→ Given text:
Thanks to more than a hundred years of working with Drosophila melanogaster, geneticists have many powerful tools for precisely manipulating its genes. It has also become a model system for studying speciation and molecular evolution together with the other members of the melanogaster species group: D. simulans, D. mauritiana, D. yakuba, and D. santomea. However, evolutionary genetic studies have been hampered by an inability to make transgenic lines within the less well-studied species. In the April issue of G3, Stern et al. present a panel of new transgenic strains of these species designed to make fine mapping and functional genetic studies possible. These resources provide new opportunities for unraveling the genetic mechanisms of speciation and evolution.

Transposable elements are selfish genetic elements that insert themselves into new genome locations. This natural machinery has been adapted by scientists to introduce carefully designed DNA constructs into genomes. Stern and colleagues used the piggyBac transposon system to insert a fluorescent reporter gene into hundreds of random locations in the genomes of five different Drosophila species. They mapped the location of each insertion and identified the unique insertions that could be maintained in homozygotes, resulting in 184 D. simulans lines, 122 D. mauritiana lines, 104 D. yakuba lines, and 64 D. santomea lines. Each line has an insertion in a unique genomic location coupled to a fluorescent reporter gene whose expression can be easily detected in the eyes with a microscope. The huge collection of unique locations will make fine mapping in these species much easier.

→ Stored records:

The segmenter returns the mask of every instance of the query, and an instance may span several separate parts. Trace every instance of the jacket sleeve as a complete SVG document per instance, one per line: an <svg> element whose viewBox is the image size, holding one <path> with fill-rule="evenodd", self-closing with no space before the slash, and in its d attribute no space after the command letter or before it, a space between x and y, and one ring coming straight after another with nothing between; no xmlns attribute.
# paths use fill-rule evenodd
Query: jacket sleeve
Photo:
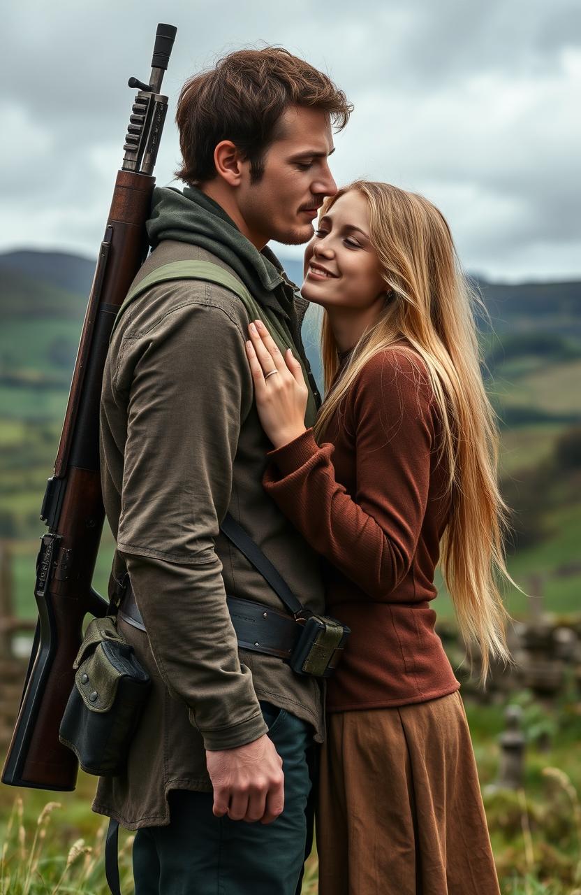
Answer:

→ Work task:
Please extract the stretch of the Drosophila transgenic strains text from "Thanks to more" through "speciation and evolution.", copying it word for word.

→ Exercise solution:
Thanks to more than a hundred years of working with Drosophila melanogaster, geneticists have many powerful tools for precisely manipulating its genes. It has also become a model system for studying speciation and molecular evolution together with the other members of the melanogaster species group: D. simulans, D. mauritiana, D. yakuba, and D. santomea. However, evolutionary genetic studies have been hampered by an inability to make transgenic lines within the less well-studied species. In the April issue of G3, Stern et al. present a panel of new transgenic strains of these species designed to make fine mapping and functional genetic studies possible. These resources provide new opportunities for unraveling the genetic mechanisms of speciation and evolution.